• _Extract_
··········
German-American socialist writer and anti-fascist activist (1871–1950)

Luiz Heinrich Mann (/de/; March 27, 1871 - March 11, 1950), best known as simply Heinrich Mann, was a German-American writer known for his sociopolitical novels. From 1930 until 1933, he was president of the fine poetry division of the Prussian Academy of Arts. His fierce criticism of the growing Fascism and Nazism forced him to flee Germany after the Nazis came to power during 1933. He was the elder brother of writer Thomas Mann.

==Early life==
Born in Lübeck, as the first child of Senator Thomas Johann Heinrich Mann, grain merchant and finance minister of the Free City of Lübeck, a state of the German Empire, and Júlia da Silva Bruhns. He was the elder brother of the writer Thomas Mann with whom he had a lifelong rivalry. The Mann family was an affluent family of grain merchants of the Hanseatic city of Lübeck. After the death of his father, his mother relocated the family to Munich, where Heinrich began his career as a freier Schriftsteller (free writer). In 1914, he married a Czech actress, Maria "Mimi" Kanova. They divorced in 1930. Mimi, being Jewish, died from the consequences of a five-year detention in the concentration camp Theresienstadt.

==Work and exile==
Mann's essay on Émile Zola and the novel Der Untertan (published over the years 1912–1918) earned him much respect during the Weimar Republic in left-wing circles, since they demonstrated the author's antiwar and defeatist stance during World War I, while the latter satirized Imperial German society; both the novel and the essay became a major impulse for Thomas Mann to write Reflections of a Nonpolitical Man, a work supporting the efforts of the German Empire in the war and condemning Heinrich as one of "Civilisation's Literary Men" (Zivilisationsliteraten), the writers who served the West in its struggle against German culture; later Thomas called the novel an example of "national slander" and "ruthless aestheticism", yet the novel had admirers such as Kurt Tucholsky. During the revolution, Heinrich became a major supporter of Kurt Eisner, a social democrat revolutionary who proclaimed Bavaria a Socialist republic; after Eisner's assassination by a far-right activist, Mann spoke at Eisner's funeral.
··········
• _Set of tasks_
**1)** According to the Heinrich Mann extract, which division of the Prussian Academy of Arts did Mann preside over from 1930 until 1933?
**2)** Reproduce the passage of the Heinrich Mann extract starting at "German-American socialist writer" and ending at "writer Thomas Mann.".
**3)** Translate this sentence from the Heinrich Mann extract into French: "The Mann family was an affluent family of grain merchants of the Hanseatic city of Lübeck."

• _Data shown_
··········
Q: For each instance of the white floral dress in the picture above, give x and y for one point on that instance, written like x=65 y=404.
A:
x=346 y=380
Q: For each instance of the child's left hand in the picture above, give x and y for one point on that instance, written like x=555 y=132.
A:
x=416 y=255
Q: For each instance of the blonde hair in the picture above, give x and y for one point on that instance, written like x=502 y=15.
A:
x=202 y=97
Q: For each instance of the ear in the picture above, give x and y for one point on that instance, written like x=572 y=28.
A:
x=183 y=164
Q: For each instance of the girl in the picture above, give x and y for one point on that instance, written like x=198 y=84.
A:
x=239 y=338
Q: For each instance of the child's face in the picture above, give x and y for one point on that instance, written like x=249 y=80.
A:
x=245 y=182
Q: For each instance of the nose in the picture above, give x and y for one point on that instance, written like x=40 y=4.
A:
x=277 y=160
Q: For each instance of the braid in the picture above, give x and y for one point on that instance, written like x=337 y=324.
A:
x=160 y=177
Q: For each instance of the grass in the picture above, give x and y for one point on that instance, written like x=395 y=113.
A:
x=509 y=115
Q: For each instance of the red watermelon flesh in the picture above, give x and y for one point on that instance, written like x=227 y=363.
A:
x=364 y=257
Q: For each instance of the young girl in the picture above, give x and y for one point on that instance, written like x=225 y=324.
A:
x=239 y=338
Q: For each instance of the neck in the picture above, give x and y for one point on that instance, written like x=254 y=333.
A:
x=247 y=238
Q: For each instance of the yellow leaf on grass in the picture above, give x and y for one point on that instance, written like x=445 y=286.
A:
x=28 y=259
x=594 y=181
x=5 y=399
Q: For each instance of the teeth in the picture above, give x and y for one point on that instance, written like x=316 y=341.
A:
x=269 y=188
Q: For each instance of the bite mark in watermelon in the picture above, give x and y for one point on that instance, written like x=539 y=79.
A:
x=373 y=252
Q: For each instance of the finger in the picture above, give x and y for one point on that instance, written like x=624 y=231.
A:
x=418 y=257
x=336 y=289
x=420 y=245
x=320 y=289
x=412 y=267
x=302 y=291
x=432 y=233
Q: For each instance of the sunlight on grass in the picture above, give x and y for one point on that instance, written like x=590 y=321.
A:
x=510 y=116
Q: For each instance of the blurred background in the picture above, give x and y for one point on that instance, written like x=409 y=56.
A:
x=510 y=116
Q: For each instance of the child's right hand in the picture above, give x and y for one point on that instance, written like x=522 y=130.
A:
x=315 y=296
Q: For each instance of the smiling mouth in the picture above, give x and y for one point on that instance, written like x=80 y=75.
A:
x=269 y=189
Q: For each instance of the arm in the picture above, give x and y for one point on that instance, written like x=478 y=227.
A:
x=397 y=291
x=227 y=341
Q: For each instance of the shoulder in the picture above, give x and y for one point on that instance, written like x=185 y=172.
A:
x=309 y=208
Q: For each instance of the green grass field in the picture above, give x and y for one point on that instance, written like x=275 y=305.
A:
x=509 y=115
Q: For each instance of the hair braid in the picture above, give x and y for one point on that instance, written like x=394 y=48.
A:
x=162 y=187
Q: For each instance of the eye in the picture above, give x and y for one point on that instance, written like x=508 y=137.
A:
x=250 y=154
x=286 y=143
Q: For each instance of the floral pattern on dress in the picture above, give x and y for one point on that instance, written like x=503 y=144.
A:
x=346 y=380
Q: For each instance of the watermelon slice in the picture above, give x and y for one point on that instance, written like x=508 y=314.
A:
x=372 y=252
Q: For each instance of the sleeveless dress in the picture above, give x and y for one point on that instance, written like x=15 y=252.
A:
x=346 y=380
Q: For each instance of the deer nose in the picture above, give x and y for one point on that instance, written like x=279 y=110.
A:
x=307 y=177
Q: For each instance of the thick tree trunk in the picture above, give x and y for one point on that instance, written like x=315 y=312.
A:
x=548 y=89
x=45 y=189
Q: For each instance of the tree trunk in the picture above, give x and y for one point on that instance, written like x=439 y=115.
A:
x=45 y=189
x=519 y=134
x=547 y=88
··········
• _Solutions in order_
**1)** The fine poetry division.

**2)**
German-American socialist writer and anti-fascist activist (1871–1950)

Luiz Heinrich Mann (/de/; March 27, 1871 - March 11, 1950), best known as simply Heinrich Mann, was a German-American writer known for his sociopolitical novels. From 1930 until 1933, he was president of the fine poetry division of the Prussian Academy of Arts. His fierce criticism of the growing Fascism and Nazism forced him to flee Germany after the Nazis came to power during 1933. He was the elder brother of writer Thomas Mann.

**3)** La famille Mann était une riche famille de négociants en grains de la ville hanséatique de Lübeck.